Extract:
2002
Pam, a resident of State X, brought suit in state court in State X against Danco, a corporation with its principal place of business in State Y. The suit was for damages of $90,000 alleging that Danco breached a contract to supply Pam with paper goods for which she paid $90,000 in advance. In her complaint, Pam requested a jury trial. State X law provides that contract disputes for less than $200,000 must be tried to a judge.
Danco removed the case to federal court in State X. Danco moved to strike the request for a jury trial. The federal court denied the motion.
A few days before trial, Pam learned for the first time that Danco was incorporated in State X. She moved to have the case remanded to state court on this ground. The federal court denied the motion.
At trial, Pam testified that she paid for the goods but never received them. Danco admitted receiving Pam’s payment and then presented evidence from its dispatcher that it had sent a truck to Pam’s office with the paper goods. Danco also called as a witness Rafe, who works in a building next to Pam’s office. Rafe testified he saw a truck stop at Pam’s office on the day Danco claimed it delivered the goods. Rafe also testified he saw the truck driver take boxes marked “paper goods” into Pam’s office that same day.
At the close of all the evidence, Pam moved for judgment as a matter of law. Danco opposed the motion, and the court denied the motion. The jury returned a verdict in favor of Pam.
Danco then moved for judgment as a matter of law, which Pam opposed. The court denied Danco’s motion.
Did the court rule correctly on:
1. Danco’s motion to strike the request for a jury trial? Discuss.
2. Pam’s motion to have the case remanded to state court? Discuss.
3. Pam’s and Danco’s motions for judgment as a matter of law? Discuss.
Berelli Co., the largest single buyer of tomatoes in the area, manufactures several varieties of tomato-based pasta sauces. Berelli entered into a written contract with Grower to supply Berelli its requirements of the Tabor, the only type of tomato Berelli uses in its pasta sauces. The Tabor tomato is known for its distinctive flavor and color, and it is particularly desirable for making sauces. The parties agreed to a price of $100 per ton.
The contract, which was on Berelli’s standard form, specified that Grower was to deliver to Berelli at the end of the growing season in August all Tabor tomatoes that Berelli might require. The contract also prohibited Grower from selling any excess Tabor tomatoes to a third party without Berelli’s consent. At the time the contract was executed, Grower objected to that provision. A Berelli representative assured him that although the provision was standard in Berelli’s contracts with its growers, Berelli had never attempted to enforce the provision. In fact, however, Berelli routinely sought to prevent growers from selling their surplus crop to third parties. The contract also stated that Berelli could reject Grower’s tomatoes for any reason, even if they conformed to the contract.
On August 1, Berelli told Grower that it would need 40 tons of Tabor tomatoes at the end of August. Grower anticipated that he would harvest 65 tons of Tabor tomatoes commencing on August 30. Because of the generally poor growing season, Tabor tomatoes were in short supply. Another manufacturer, Tosca Co., offered Grower $250 per ton for his entire crop of Tabor tomatoes. On August 15, Grower accepted the Tosca offer and informed Berelli that he was repudiating the Berelli/Grower contract.

Required action 1: In the exam essays, transcribe the passage starting with "A few days before" and going on through "favor of Pam.".
Required action 2: What price per ton did Tosca Co. offer Grower for his entire crop of Tabor tomatoes in the exam essays?
Required action 3: Resume the exam essays on the Berelli and Grower tomato contract, starting right after the last sentence shown.

Information shown:
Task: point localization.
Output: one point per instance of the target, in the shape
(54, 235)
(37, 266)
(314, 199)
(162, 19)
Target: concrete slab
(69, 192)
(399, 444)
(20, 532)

Response box 1:
A few days before trial, Pam learned for the first time that Danco was incorporated in State X. She moved to have the case remanded to state court on this ground. The federal court denied the motion.
At trial, Pam testified that she paid for the goods but never received them. Danco admitted receiving Pam’s payment and then presented evidence from its dispatcher that it had sent a truck to Pam’s office with the paper goods. Danco also called as a witness Rafe, who works in a building next to Pam’s office. Rafe testified he saw a truck stop at Pam’s office on the day Danco claimed it delivered the goods. Rafe also testified he saw the truck driver take boxes marked “paper goods” into Pam’s office that same day.
At the close of all the evidence, Pam moved for judgment as a matter of law. Danco opposed the motion, and the court denied the motion. The jury returned a verdict in favor of Pam.

Response box 2: $250 per ton.

Response box 3:
After Grower’s repudiation, Berelli was able to contract for only 10 tons of Tabor tomatoes on the spot market at $200 per ton, but has been unable to procure any more. Other varieties of tomatoes are readily available at prices of $100 per ton or less on the open market, but Berelli is reluctant to switch to these other varieties. Berelli believes that Tabor tomatoes give its sauces a unique color, texture, and flavor. It is now August 20. Berelli demands that Grower fulfill their contract in all respects.
1. What remedies are available to Berelli to enforce the terms of its contract with Grower, what defenses might Grower reasonably assert, and what is the likely outcome on each remedy sought by Berelli? Discuss.
2. If Berelli elects to forgo enforcement of the contract and elects instead to sue for damages, what defenses might Grower reasonably assert, and what damages, if any, is Berelli likely to recover? Discuss.
Acme Corporation was a publicly traded corporation that operated shopping malls. Because of an economic slowdown, many of Acme’s malls contained unrented commercial space. Additionally, the existence of surplus retail space located near many of Acme’s malls prevented Acme from raising rents despite increasing costs incurred by Acme.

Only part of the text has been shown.